# Listed records start

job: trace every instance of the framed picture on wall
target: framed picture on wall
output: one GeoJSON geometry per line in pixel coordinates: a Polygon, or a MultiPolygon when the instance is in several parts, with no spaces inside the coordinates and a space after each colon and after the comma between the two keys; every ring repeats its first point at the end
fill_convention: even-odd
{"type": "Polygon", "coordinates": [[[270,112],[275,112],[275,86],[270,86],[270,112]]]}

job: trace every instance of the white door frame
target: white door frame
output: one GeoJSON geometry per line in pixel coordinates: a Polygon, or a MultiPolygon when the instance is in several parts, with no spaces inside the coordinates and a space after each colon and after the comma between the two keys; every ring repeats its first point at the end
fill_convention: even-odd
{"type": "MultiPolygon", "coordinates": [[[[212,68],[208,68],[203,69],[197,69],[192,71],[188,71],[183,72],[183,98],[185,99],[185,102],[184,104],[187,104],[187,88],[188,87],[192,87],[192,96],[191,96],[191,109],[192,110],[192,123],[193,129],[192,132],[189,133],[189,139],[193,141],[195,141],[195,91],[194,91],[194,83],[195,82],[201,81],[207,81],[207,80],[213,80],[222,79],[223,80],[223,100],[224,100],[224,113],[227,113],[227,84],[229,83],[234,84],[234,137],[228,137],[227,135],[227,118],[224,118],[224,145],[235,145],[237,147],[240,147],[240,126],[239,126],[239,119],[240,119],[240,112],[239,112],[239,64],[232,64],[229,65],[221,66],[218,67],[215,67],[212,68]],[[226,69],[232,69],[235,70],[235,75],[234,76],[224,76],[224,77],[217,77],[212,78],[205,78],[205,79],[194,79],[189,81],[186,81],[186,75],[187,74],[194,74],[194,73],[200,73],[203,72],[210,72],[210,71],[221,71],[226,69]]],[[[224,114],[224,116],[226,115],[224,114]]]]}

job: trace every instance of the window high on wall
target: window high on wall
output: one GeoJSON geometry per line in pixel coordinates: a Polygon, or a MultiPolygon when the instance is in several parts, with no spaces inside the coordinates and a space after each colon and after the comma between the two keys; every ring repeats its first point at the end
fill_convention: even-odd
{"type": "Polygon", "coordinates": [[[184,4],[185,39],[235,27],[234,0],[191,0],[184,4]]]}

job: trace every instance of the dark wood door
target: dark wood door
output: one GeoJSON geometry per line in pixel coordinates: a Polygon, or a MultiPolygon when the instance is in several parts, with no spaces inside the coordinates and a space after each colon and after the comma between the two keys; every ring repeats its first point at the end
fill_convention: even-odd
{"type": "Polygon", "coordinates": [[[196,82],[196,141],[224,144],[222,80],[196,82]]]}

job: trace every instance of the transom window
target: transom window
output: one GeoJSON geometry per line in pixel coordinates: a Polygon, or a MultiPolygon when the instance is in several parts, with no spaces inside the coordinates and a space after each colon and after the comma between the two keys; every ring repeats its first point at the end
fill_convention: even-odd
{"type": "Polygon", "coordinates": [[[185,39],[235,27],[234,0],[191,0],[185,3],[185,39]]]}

# Listed records end

_Exercise objective_. Quote the records from the line containing "job: trace every instance of the dark" through the line containing "target: dark wood door", copying both of those lines exactly.

_Output of the task_.
job: trace every instance of the dark wood door
target: dark wood door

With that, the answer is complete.